Texto proporcionado:
○ ○ ○

Recogí todos los despojos de aquella época porque en ellos iba una pequeña gran parte de mí y porque comprendí que sólo el polvo del camino o el viento, que sólo un relieve de la voz, de los suspi­ros; que sólo eso tal vez me quede.

Hice una pausa, un INTERMEDIO, para buscar en las huellas del viajero la flor de los sueños y aunque no la encontré, el viento dejó en mis ojos un rastro de fuegos olvidados y comprendí que nunca será pecado la derrota, pues aunque el fruto de los sueños sea tan breve a veces grita el recluso -¿ángel?- que habita en la mente y entonces la vida nos duele en los ojos.

Antes de romper todos los espejos en los que siempre anduve buscándome y antes de dejar de hacerlo quise comenzar un nuevo ciclo, y para que de alguna forma estuviese ligado con el anterior compuse una serie de poemas nuevos a los que coloqué bajo el lema; SEGUNDA ÉPOCA. En esa segunda época me puse frente al último espejo y, des­nudándome, contemplé al hombre, frágil sueño del universo. Vi como mi alma vagaba entre los sueños como un buque de sombras en deriva, sin aliento, buscando su universal nacimiento. Mis ojos vieron, entre los velos del mundo, un ave

de luz sin nombre, una musa que entre sus manos llevaba un lucero dormido; ¡poesía!

○ ○ ○

Datos almacenados
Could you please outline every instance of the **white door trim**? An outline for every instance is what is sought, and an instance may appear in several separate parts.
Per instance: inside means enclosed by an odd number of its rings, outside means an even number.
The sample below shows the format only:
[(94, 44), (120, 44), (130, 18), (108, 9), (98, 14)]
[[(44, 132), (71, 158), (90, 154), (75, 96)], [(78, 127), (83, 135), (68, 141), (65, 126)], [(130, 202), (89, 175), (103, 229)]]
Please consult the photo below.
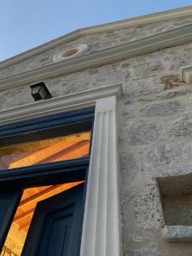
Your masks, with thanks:
[(121, 255), (116, 96), (99, 99), (96, 115), (80, 256)]
[(117, 96), (122, 84), (82, 91), (0, 112), (0, 125), (96, 106), (80, 256), (120, 256)]

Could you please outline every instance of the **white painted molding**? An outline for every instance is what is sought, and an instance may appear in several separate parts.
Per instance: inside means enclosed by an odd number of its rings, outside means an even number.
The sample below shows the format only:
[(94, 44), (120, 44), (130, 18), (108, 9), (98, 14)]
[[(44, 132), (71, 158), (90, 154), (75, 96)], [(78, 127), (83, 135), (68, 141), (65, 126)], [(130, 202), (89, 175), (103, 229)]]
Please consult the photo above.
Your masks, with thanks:
[(8, 90), (42, 81), (59, 75), (135, 57), (166, 47), (192, 42), (192, 23), (152, 36), (136, 39), (77, 55), (65, 61), (49, 64), (0, 79), (0, 89)]
[(187, 84), (192, 84), (192, 65), (181, 68), (181, 80)]
[(53, 61), (58, 62), (73, 58), (76, 55), (82, 55), (89, 49), (89, 46), (85, 44), (74, 45), (60, 50), (53, 56)]
[(80, 256), (120, 256), (116, 96), (96, 101)]
[(0, 111), (0, 125), (48, 114), (94, 106), (99, 98), (123, 94), (122, 84), (87, 90), (46, 101)]
[(67, 35), (64, 35), (59, 38), (44, 44), (40, 46), (29, 49), (24, 53), (21, 53), (18, 55), (15, 55), (14, 57), (11, 57), (8, 60), (0, 62), (0, 68), (3, 68), (19, 63), (20, 61), (27, 60), (30, 57), (42, 54), (43, 52), (49, 50), (54, 47), (57, 47), (61, 44), (68, 43), (72, 40), (75, 40), (78, 38), (82, 36), (111, 31), (113, 29), (119, 29), (124, 27), (130, 27), (132, 26), (139, 26), (147, 23), (158, 22), (158, 21), (160, 22), (160, 21), (170, 20), (172, 19), (181, 19), (188, 16), (190, 17), (191, 15), (192, 15), (192, 6), (188, 6), (181, 9), (176, 9), (155, 13), (152, 15), (143, 15), (136, 18), (131, 18), (128, 20), (79, 29)]
[(0, 112), (0, 124), (96, 105), (81, 256), (121, 256), (115, 84)]

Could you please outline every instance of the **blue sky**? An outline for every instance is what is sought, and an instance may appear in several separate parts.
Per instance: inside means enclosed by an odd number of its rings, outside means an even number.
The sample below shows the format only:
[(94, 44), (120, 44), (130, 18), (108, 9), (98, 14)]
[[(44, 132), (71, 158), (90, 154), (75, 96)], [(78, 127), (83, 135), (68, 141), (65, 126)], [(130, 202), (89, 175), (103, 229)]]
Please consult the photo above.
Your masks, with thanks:
[(0, 0), (0, 61), (78, 28), (189, 5), (192, 0)]

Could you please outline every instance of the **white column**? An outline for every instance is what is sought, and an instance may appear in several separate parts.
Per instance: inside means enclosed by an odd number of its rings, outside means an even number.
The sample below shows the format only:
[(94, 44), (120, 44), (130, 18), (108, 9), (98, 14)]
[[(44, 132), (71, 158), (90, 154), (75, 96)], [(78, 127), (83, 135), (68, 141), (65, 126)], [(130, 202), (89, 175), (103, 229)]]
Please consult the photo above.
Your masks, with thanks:
[(80, 256), (121, 255), (116, 96), (96, 101)]

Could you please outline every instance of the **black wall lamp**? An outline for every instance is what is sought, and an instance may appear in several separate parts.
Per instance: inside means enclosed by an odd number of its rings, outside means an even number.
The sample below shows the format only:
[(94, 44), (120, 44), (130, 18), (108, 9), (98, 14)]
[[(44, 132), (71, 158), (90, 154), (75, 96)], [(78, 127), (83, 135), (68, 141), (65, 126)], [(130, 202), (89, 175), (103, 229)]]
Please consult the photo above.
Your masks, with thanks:
[(32, 84), (30, 87), (32, 88), (32, 96), (35, 101), (52, 98), (51, 94), (44, 82)]

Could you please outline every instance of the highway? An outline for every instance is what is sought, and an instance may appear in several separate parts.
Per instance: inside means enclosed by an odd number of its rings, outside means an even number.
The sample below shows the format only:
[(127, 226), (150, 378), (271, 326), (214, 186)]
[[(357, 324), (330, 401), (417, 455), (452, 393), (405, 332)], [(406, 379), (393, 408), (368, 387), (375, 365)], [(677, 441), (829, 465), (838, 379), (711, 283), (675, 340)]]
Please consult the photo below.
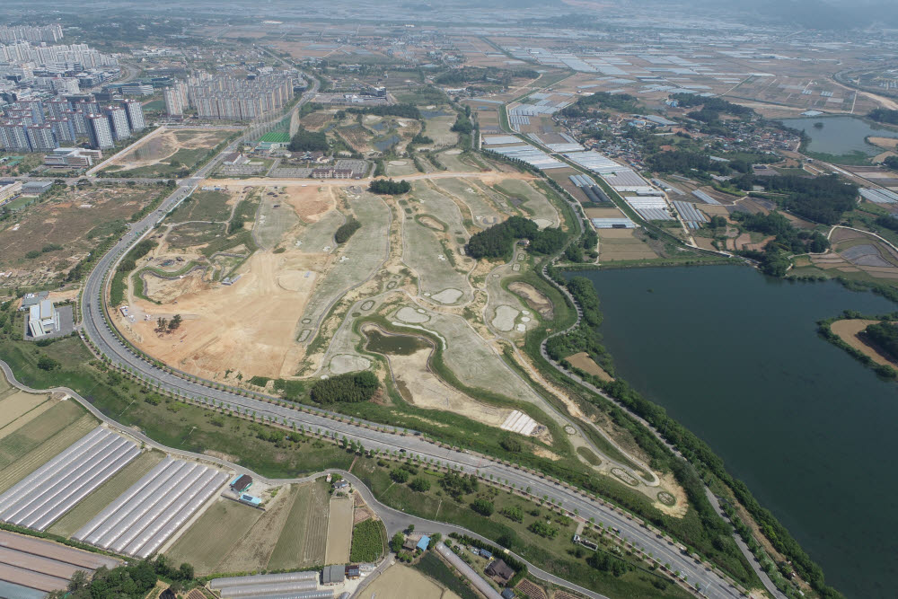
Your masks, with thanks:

○ ○ ○

Detalles de la tarea: Según el texto proporcionado, ¿bajo qué lema se colocó la serie de poemas nuevos? Las entradas no intervienen en esta tarea.

Solución: Bajo el lema SEGUNDA ÉPOCA.